▶ **EXERCISE DESCRIPTION**
Rewrite every line of the items below, requests included, and shift each coordinate in the answer points up by 89 while leaving the sample points in the requests as they are. Omit the pictures from your reply.

(Dataset records on where objects are located)
------------------------------

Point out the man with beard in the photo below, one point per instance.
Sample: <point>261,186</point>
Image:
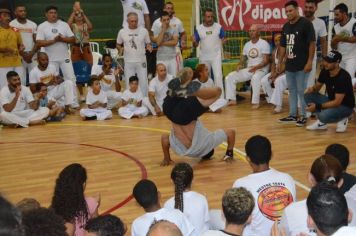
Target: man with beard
<point>28,30</point>
<point>344,38</point>
<point>339,104</point>
<point>58,90</point>
<point>11,49</point>
<point>19,108</point>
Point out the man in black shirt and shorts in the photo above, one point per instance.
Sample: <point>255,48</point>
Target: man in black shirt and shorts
<point>184,104</point>
<point>339,104</point>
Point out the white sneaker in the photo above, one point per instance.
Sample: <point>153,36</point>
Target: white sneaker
<point>341,126</point>
<point>317,126</point>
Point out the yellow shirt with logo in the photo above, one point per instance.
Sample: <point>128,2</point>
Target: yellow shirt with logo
<point>10,39</point>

------------------------------

▶ **THE ANSWER**
Point out the man with beard in the photo below, one point per instance.
Sample: <point>261,186</point>
Image:
Target: man with beard
<point>117,119</point>
<point>433,127</point>
<point>428,193</point>
<point>147,179</point>
<point>100,138</point>
<point>108,197</point>
Point out the man in black shirt and shorts in the photo above, one point per instance.
Sample: <point>255,48</point>
Target: man in black shirt and shorts
<point>273,193</point>
<point>428,193</point>
Point out the white sneaker in the photo above, one point per instance.
Sample: <point>153,36</point>
Target: white sneaker
<point>430,215</point>
<point>406,215</point>
Point out the yellow shirt with logo in the photo above, one point per instance.
Sample: <point>128,2</point>
Target: yellow shirt with logo
<point>99,128</point>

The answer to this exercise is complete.